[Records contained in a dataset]
....

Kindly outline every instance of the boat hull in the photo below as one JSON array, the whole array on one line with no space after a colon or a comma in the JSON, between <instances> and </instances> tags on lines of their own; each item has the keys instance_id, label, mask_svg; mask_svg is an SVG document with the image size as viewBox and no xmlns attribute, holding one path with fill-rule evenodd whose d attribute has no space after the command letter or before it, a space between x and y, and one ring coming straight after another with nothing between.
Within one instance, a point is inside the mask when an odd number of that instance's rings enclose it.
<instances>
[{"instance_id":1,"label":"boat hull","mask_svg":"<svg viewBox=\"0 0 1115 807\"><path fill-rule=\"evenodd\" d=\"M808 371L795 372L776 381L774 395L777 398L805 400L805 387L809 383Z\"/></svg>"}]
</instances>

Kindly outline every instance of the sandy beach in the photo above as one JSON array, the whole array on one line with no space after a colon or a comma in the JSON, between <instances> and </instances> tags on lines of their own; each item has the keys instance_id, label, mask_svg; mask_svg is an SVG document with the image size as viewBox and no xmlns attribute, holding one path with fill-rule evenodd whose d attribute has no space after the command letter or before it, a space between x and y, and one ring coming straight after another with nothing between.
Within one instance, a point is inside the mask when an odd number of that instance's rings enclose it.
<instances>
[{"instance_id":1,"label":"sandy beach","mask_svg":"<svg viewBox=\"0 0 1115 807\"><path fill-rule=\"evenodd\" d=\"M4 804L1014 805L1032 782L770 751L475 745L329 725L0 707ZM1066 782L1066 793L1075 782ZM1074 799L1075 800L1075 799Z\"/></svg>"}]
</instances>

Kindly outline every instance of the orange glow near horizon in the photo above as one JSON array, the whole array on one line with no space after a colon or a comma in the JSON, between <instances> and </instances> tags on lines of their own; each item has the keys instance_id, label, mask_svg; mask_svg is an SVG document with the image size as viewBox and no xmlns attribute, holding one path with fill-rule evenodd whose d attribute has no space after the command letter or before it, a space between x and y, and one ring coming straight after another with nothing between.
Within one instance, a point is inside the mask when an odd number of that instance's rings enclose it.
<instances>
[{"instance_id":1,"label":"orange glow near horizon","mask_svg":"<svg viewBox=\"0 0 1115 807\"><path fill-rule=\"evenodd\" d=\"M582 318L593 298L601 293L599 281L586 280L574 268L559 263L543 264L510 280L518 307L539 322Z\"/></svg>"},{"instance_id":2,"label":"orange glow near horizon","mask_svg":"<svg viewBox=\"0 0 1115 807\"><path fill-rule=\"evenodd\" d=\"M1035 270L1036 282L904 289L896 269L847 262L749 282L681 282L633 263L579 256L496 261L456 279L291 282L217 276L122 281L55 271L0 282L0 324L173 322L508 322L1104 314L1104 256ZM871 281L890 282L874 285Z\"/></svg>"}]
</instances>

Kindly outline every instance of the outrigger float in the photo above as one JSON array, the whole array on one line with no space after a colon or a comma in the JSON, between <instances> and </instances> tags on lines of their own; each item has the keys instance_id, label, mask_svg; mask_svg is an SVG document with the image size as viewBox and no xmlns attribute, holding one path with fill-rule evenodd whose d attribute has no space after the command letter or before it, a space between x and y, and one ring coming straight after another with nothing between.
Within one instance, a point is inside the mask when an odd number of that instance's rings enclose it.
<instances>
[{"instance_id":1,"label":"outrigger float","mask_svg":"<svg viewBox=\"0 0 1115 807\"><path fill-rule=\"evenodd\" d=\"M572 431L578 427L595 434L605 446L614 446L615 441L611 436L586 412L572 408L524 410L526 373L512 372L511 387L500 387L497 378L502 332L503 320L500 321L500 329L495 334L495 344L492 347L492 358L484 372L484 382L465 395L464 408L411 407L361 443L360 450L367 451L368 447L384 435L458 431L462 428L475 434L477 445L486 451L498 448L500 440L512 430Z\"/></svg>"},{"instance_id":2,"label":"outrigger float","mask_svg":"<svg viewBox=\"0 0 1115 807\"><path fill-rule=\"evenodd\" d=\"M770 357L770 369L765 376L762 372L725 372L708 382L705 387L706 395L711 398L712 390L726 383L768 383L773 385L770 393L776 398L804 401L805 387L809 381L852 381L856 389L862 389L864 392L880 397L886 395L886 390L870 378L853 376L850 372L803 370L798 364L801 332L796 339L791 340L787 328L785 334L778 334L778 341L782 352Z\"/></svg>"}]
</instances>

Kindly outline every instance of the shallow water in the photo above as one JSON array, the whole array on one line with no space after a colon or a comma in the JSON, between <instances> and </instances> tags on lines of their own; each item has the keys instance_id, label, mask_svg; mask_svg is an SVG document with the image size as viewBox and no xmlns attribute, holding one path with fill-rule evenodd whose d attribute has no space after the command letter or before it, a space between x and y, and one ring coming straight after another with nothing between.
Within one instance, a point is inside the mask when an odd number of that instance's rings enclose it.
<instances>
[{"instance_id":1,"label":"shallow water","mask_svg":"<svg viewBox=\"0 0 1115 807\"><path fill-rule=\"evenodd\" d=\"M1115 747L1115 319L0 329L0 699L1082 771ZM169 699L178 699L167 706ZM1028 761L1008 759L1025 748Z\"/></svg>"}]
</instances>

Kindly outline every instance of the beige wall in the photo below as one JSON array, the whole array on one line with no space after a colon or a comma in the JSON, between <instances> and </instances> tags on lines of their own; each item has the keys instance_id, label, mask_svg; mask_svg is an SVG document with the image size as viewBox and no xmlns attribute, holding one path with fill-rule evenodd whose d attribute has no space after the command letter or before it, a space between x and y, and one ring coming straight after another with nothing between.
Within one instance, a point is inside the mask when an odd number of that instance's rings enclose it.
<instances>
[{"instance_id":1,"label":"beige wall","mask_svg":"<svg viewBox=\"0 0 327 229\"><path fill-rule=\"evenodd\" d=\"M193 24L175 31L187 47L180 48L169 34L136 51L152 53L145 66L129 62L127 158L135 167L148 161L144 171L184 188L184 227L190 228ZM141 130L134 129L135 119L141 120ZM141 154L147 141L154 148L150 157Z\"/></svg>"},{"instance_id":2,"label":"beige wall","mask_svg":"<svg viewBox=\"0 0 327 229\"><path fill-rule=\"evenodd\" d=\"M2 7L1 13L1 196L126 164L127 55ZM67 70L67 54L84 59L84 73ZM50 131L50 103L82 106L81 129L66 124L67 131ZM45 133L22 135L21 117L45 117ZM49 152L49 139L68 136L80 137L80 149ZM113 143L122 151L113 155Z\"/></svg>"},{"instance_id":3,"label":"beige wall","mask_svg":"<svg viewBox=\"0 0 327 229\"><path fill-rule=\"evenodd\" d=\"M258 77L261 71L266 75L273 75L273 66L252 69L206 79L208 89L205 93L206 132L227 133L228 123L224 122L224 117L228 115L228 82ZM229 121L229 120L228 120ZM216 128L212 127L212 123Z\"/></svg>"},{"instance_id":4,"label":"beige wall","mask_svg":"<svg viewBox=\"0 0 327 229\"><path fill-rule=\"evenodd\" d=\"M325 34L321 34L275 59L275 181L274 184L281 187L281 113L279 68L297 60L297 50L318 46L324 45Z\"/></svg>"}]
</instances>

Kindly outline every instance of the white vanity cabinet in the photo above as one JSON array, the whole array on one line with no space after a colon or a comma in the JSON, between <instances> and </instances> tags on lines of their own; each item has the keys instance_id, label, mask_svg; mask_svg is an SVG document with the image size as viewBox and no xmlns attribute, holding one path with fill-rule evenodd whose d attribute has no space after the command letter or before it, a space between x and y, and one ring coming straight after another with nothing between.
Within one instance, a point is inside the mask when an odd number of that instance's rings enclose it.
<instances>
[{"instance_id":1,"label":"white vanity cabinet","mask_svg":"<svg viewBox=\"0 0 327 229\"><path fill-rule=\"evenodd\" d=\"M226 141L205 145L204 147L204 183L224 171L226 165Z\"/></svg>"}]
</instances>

....

* _Written problem_
Exactly and exclusively, repeat the lines from the line that contains "Kindly outline every instance of the white" through the end of the records, both ends included.

* _Output of the exercise_
Kindly outline every instance of the white vanity cabinet in the photo above as one JSON array, the whole array on one line with no space after a colon or a comma in the JSON, between <instances> and </instances> tags on lines of their own; each item has the keys instance_id, label, mask_svg; mask_svg is an SVG document with the image size as viewBox and no xmlns attribute, holding one path with fill-rule evenodd whose d attribute has no space after the command letter or before it, a space between x and y, and one ring coming straight after another with nothing between.
Within one instance, a point is inside the mask when an odd number of that instance's rings enclose it.
<instances>
[{"instance_id":1,"label":"white vanity cabinet","mask_svg":"<svg viewBox=\"0 0 327 229\"><path fill-rule=\"evenodd\" d=\"M226 141L205 145L204 147L204 183L224 171L226 165Z\"/></svg>"}]
</instances>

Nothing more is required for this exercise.